Required action >>
Please, without the pictures, retype exactly the lines from the start of the material through the line that holds "Target: twig on soil".

Information supplied >>
***

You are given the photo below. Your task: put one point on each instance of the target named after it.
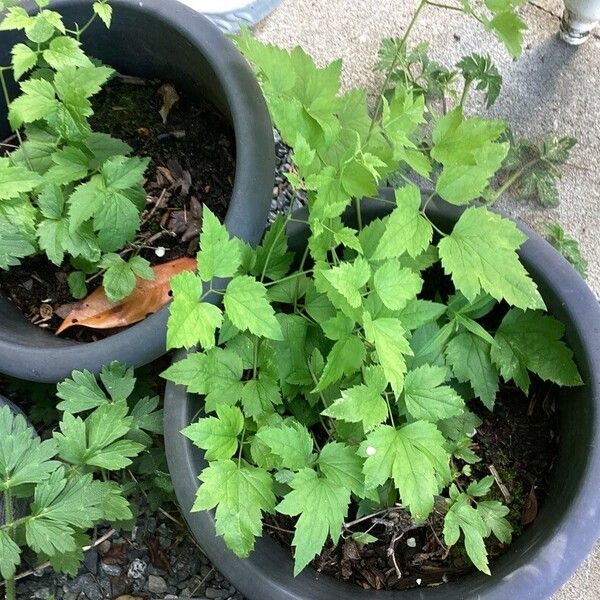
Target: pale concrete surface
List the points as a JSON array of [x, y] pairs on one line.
[[553, 88]]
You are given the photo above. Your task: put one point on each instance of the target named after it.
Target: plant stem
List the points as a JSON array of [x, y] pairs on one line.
[[394, 63], [511, 180], [465, 93], [288, 277], [446, 6], [7, 100], [10, 516]]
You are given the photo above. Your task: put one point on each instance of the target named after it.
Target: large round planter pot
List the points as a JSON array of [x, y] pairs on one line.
[[537, 562], [167, 40]]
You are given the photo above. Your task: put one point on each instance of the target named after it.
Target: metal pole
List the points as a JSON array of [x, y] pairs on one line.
[[579, 19]]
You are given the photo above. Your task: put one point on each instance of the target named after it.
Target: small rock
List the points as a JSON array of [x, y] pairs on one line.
[[104, 547], [156, 585], [214, 594], [137, 569], [112, 570], [90, 560]]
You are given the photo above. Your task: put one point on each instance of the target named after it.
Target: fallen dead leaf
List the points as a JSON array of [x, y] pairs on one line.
[[529, 513], [170, 98], [96, 312]]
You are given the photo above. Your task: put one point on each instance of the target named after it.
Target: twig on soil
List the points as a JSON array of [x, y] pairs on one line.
[[203, 580], [503, 488], [45, 565]]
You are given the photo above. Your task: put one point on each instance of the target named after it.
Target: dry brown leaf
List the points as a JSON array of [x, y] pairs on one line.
[[96, 312], [170, 98], [530, 509]]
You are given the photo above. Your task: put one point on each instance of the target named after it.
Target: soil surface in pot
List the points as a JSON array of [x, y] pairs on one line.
[[192, 165], [517, 444]]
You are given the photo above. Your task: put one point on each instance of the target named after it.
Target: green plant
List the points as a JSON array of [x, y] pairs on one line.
[[330, 381], [66, 191], [567, 246], [70, 483]]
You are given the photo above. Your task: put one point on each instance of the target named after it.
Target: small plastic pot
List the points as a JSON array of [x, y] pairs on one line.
[[166, 40], [540, 560]]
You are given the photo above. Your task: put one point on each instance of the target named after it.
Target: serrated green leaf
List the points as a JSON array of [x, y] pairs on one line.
[[240, 494], [65, 51], [248, 309], [493, 515], [388, 337], [217, 435], [322, 506], [118, 379], [480, 255], [469, 153], [104, 11], [508, 28], [342, 466], [292, 443], [23, 59], [348, 279], [24, 458], [469, 357], [38, 101], [103, 146], [396, 285], [97, 440], [463, 517], [414, 456], [16, 180], [191, 321], [406, 229], [70, 164], [79, 393], [427, 398], [272, 256], [219, 255], [344, 358], [260, 395], [77, 285], [530, 340], [359, 404]]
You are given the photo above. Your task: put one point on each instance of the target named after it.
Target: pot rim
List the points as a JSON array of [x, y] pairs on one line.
[[38, 355], [534, 566]]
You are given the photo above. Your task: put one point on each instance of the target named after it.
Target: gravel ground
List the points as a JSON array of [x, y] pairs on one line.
[[157, 559]]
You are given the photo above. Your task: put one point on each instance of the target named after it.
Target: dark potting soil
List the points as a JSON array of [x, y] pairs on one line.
[[192, 164], [517, 444]]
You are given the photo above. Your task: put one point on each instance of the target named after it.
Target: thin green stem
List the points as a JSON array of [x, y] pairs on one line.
[[446, 6], [394, 64], [292, 276], [512, 180], [241, 447], [9, 516], [7, 100], [358, 213], [466, 88], [391, 414]]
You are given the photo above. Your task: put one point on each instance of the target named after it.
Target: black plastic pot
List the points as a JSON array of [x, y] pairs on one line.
[[540, 560], [167, 40]]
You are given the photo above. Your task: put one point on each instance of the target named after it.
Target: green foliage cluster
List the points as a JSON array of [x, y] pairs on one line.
[[66, 191], [329, 379], [68, 483]]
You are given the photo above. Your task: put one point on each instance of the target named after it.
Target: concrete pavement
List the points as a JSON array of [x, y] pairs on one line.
[[553, 88]]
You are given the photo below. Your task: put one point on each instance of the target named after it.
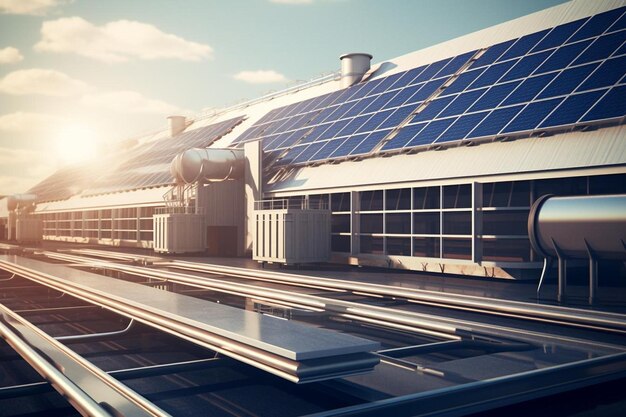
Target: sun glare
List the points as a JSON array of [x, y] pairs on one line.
[[76, 144]]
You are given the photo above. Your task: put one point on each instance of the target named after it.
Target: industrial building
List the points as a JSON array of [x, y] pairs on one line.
[[430, 161], [137, 284]]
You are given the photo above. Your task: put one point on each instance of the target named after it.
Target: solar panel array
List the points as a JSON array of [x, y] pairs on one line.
[[150, 167], [556, 78]]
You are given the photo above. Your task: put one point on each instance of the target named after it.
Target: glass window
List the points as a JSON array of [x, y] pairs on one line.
[[457, 223], [427, 247], [457, 248], [398, 199], [340, 223], [505, 222], [426, 223], [426, 198], [399, 246], [398, 223], [506, 250], [340, 202], [457, 196], [340, 243], [371, 244], [371, 223], [372, 200]]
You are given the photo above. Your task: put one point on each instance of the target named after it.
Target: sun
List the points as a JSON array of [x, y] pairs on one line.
[[76, 144]]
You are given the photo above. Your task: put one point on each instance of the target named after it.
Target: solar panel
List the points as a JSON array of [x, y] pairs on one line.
[[573, 108], [532, 115], [612, 105]]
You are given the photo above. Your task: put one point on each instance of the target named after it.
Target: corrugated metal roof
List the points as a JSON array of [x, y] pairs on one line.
[[604, 147]]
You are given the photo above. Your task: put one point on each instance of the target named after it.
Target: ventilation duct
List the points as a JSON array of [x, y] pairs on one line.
[[177, 124], [207, 165], [353, 67]]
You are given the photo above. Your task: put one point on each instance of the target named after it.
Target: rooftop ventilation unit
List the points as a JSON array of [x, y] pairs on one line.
[[353, 67]]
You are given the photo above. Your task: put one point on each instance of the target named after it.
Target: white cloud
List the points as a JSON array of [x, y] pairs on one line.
[[260, 77], [26, 122], [41, 82], [129, 102], [292, 1], [32, 7], [117, 41], [10, 55]]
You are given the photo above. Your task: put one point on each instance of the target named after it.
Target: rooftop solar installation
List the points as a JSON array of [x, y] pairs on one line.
[[555, 78], [150, 167]]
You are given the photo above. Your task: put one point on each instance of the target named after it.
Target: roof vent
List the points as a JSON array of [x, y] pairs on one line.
[[177, 124], [353, 67]]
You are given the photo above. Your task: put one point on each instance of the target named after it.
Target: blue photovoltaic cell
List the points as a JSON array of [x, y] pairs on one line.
[[573, 108], [602, 48], [402, 96], [430, 132], [404, 136], [426, 91], [492, 74], [409, 76], [494, 123], [532, 115], [620, 24], [346, 147], [494, 52], [597, 24], [494, 96], [380, 101], [354, 125], [455, 63], [460, 104], [559, 35], [397, 117], [308, 152], [568, 80], [562, 57], [529, 88], [370, 142], [328, 149], [610, 72], [430, 72], [462, 81], [375, 121], [525, 66], [612, 105], [461, 127], [523, 45], [432, 109]]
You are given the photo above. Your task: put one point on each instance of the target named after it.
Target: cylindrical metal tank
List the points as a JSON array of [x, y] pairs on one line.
[[353, 67], [13, 201], [570, 227], [200, 164]]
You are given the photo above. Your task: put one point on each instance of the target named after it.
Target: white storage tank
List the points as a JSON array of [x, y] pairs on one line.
[[291, 235]]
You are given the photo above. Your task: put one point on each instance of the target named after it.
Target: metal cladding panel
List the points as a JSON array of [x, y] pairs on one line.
[[600, 148]]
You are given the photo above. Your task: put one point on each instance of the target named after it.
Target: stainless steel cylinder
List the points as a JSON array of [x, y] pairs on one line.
[[575, 227], [199, 164]]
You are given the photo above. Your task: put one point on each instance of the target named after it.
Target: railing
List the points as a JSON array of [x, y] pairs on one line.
[[285, 203]]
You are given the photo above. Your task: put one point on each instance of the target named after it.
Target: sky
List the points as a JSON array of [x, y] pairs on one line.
[[78, 75]]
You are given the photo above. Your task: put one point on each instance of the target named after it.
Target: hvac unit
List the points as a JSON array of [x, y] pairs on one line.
[[291, 235], [178, 232]]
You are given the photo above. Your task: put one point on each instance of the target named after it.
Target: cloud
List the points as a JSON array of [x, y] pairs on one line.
[[31, 7], [10, 55], [117, 41], [26, 122], [37, 81], [260, 77], [291, 1], [129, 102]]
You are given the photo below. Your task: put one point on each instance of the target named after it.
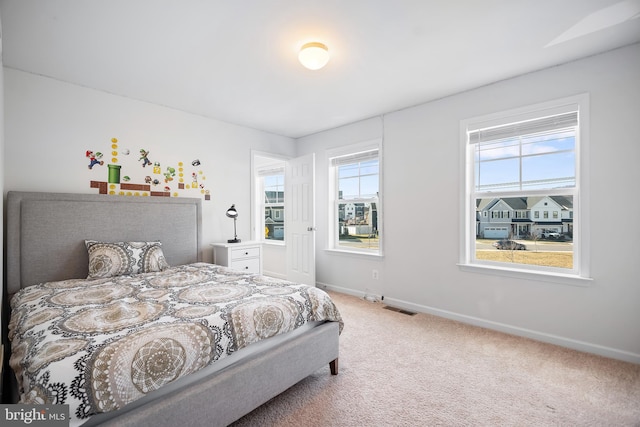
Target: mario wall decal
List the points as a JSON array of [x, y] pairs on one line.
[[135, 182], [94, 159]]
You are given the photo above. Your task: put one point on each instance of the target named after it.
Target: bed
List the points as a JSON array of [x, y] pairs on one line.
[[51, 244]]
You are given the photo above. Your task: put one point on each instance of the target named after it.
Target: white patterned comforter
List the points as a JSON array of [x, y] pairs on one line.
[[100, 344]]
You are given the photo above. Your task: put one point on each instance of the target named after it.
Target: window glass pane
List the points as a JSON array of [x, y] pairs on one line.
[[369, 167], [358, 225], [348, 170], [274, 223], [369, 186], [515, 235], [349, 188], [501, 174], [539, 161], [554, 170]]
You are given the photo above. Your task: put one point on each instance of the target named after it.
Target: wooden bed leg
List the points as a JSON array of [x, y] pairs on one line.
[[333, 365]]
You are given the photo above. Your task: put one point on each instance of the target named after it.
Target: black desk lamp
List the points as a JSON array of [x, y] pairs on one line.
[[233, 213]]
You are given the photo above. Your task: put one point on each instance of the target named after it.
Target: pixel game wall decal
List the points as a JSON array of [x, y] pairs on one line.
[[145, 177]]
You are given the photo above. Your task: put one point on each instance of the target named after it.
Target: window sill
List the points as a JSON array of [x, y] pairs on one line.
[[354, 253], [563, 279]]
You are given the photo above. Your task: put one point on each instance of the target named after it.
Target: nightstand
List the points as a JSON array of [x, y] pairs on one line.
[[245, 256]]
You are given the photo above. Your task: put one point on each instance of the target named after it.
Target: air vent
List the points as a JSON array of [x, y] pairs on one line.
[[399, 310]]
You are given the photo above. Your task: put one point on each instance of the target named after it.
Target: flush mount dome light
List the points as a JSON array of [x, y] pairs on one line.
[[314, 55]]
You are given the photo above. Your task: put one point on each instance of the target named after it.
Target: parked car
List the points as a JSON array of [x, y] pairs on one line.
[[510, 245], [551, 235]]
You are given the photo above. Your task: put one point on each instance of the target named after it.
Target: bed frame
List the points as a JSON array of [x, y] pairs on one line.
[[45, 236]]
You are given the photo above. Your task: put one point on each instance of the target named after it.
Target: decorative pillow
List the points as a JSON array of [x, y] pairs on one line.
[[117, 259]]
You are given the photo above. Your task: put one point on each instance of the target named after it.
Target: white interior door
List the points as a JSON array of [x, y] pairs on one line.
[[300, 219]]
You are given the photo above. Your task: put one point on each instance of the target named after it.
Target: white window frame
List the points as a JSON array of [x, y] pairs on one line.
[[333, 238], [259, 169], [579, 275]]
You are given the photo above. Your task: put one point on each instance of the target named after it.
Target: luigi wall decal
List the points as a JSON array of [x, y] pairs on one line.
[[124, 178]]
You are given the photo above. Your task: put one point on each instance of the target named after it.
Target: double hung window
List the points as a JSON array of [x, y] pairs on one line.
[[269, 176], [355, 200], [525, 189]]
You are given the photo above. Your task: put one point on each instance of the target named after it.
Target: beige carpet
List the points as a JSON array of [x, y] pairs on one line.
[[422, 370]]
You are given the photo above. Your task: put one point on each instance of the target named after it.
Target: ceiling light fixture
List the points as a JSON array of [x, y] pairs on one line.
[[314, 55]]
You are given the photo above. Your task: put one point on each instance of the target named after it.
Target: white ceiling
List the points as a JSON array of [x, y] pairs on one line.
[[236, 61]]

***

Expected output >>
You are given the photo below. Your task: put one point on each instance of the target named after it.
Target: pale concrete surface
List the points as a JSON array of [x, y] pairs on one line.
[[553, 88]]
You are given the photo above. Your task: put one point on each instance of the target named after it.
Target: plant stem
List the points as a JSON array of [x, y] pairs on one line.
[[394, 63], [511, 180], [465, 93], [288, 277], [446, 6], [7, 100], [10, 516]]
You are given the photo above. Your task: put one point on each instance of the target named after it.
Target: large round planter pot
List the points as a JSON array of [x, y] pairs on one line.
[[537, 562], [167, 40]]
You are given the photo above. Your task: put one point on each instance of the target named after it.
Target: metal pole
List the points as a JSON array of [x, y] pairs on one line.
[[579, 19]]
You are given the photo above. Your task: put one point on each instance of the target named after it.
Target: small rock
List the points as a JSON array of [x, y] pairs on one line.
[[104, 547], [156, 585], [214, 594], [137, 569], [112, 570], [90, 560]]
You are given the photo above. Your task: put one point on each instance of the target named after it.
Target: fallen dead leaf
List the points as a JSON array of [x, y] pairs on one line.
[[529, 513], [170, 98], [96, 312]]
You are given the photo above. Your task: put one point on each instance of the target named after it.
Target: twig on soil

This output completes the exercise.